== Study text ==
◇ ◇ ◇ ◇ ◇

Escape from Xinjiang: Muslim Uighurs speak of China persecution
Istanbul, Turkey - In April 2017, Tarim, a 48-year-old businessman from Urumqi, the capital of China's Muslim Xinjiang region, received a phone call from the police summoning him to their offices in Aksu prefecture, 900km to the southwest.
Tarim knew at once that he was in trouble and devised a getaway, keeping the details to himself. He had just a few hours to carry out his plan.
Two days earlier, he was in Aksu for an attempt to rescue his sister Zohra, who was sent to a "re-education camp", after travelling to Turkey with him and their mother in 2016.
With a payment of 20,000 Chinese yuan ($2,900), he convinced officials to allow him to visit his sister. He had originally intended to use the money to convince local officials to let her out, but he was told that was impossible.
What he saw inside his sister's camp convinced him it was time for him to leave Xinjiang.
Tarim's sister was detained with up to 3,000 others near a military base a few kilometres north of Xayar, a city in Aksu.
A five-metre-high fence with barbed wire kept the camp secure and out of public view. Outside, a sign reads: "No Communist, No China."
Tarim passed through two security gates to reach the main entrance, which was guarded by two uniformed men. About 30 metres from the entrance was another security checkpoint with about 25 soldiers and uniformed personnel standing next to armoured vehicles.
While waiting for his sister, Tarim said he saw a group of around 500 people squatting on the ground.
It seemed like they had just arrived, as they were changing from their regular street clothes, to the bright blue uniforms issued by the camp. All the men had clean-shaven heads.
It was past seven in the evening when Tarim arrived at the camp but the sun was still up, so he managed to recognise some of the faces among the crowd from his old neighbourhood in Aksu.
After about an hour, Tarim's 33-year-old sister, Zohra, was finally brought to the waiting area, where they had a chance to talk for a "very short" period.
He noticed that Zohra was not her usual self and said that she looked pale. Dark spots formed around her eyes, which welled with tears.

◇ ◇ ◇ ◇ ◇

== Complete the following ==
a) In the article on the Xinjiang camp, what sum did Tarim pay to be allowed to visit his sister?
b) Echo the passage from the Xinjiang article starting with "It was past" and going on through "neighbourhood in Aksu.".

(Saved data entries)

◇ ◇ ◇ ◇ ◇

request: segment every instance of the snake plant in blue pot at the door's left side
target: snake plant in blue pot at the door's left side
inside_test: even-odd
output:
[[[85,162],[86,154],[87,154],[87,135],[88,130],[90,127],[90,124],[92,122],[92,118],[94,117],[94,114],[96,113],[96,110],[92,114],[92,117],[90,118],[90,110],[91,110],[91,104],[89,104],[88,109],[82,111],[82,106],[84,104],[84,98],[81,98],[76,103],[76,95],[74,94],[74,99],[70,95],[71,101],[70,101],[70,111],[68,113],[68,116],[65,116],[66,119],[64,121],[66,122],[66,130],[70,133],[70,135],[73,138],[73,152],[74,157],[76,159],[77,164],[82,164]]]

◇ ◇ ◇ ◇ ◇

== Answers to the exercise ==
a) 20,000 Chinese yuan ($2,900).

b)
It was past seven in the evening when Tarim arrived at the camp but the sun was still up, so he managed to recognise some of the faces among the crowd from his old neighbourhood in Aksu.